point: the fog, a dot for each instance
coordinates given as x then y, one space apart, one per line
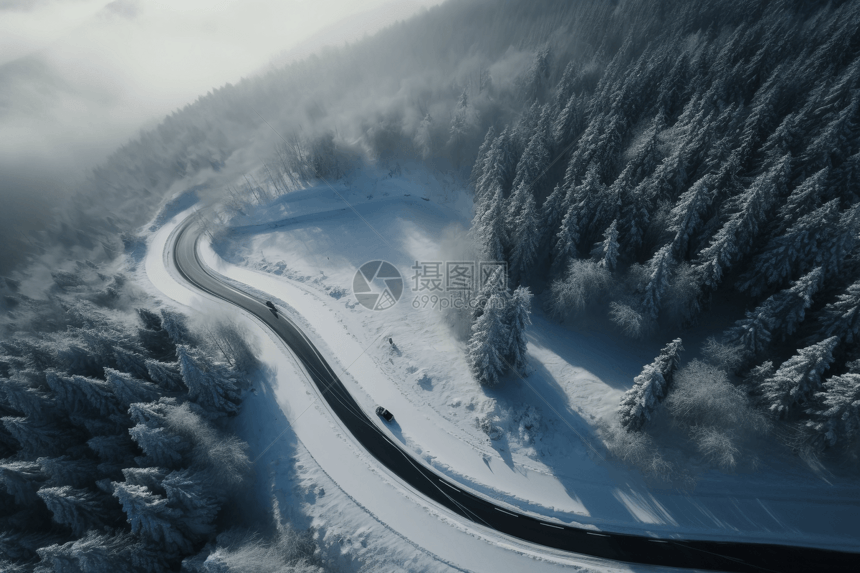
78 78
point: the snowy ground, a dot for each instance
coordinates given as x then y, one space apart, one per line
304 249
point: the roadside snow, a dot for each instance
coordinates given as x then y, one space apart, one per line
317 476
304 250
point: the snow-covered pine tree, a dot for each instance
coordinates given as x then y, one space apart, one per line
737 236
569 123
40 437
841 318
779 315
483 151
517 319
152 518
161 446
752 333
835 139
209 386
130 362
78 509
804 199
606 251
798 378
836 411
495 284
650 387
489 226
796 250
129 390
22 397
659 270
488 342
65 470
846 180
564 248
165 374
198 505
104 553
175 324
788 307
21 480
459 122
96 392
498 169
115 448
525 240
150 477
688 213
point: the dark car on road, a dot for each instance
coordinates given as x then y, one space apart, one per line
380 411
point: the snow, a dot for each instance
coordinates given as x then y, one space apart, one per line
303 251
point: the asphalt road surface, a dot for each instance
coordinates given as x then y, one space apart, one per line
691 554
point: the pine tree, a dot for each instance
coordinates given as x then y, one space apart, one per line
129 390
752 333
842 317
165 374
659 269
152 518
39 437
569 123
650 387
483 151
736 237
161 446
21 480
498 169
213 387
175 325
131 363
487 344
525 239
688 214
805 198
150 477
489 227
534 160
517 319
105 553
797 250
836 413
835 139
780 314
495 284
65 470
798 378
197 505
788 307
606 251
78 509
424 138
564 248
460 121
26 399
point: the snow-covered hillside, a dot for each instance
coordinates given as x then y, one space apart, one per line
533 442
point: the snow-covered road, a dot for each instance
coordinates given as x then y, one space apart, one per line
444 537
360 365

▶ _AIM_: Arrange the part of the data that opens with the line containing "point: the snow-covered hillside, a" and runs through the final line as a Markdown table with two columns, Row and Text. Number each line in Row, put the line itself in Text, and leave out any blank lines.

▶ _RESPONSE TO THE EXERCISE_:
| Row | Text |
|---|---|
| 1 | point: the snow-covered hillside, a dot for each instance |
| 2 | coordinates given as x then y, one space apart, one per line |
| 3 | 533 442 |
| 4 | point: the snow-covered road, a dot for each instance |
| 5 | coordinates given as x then y, one space apart, one per line |
| 6 | 444 537 |
| 7 | 360 365 |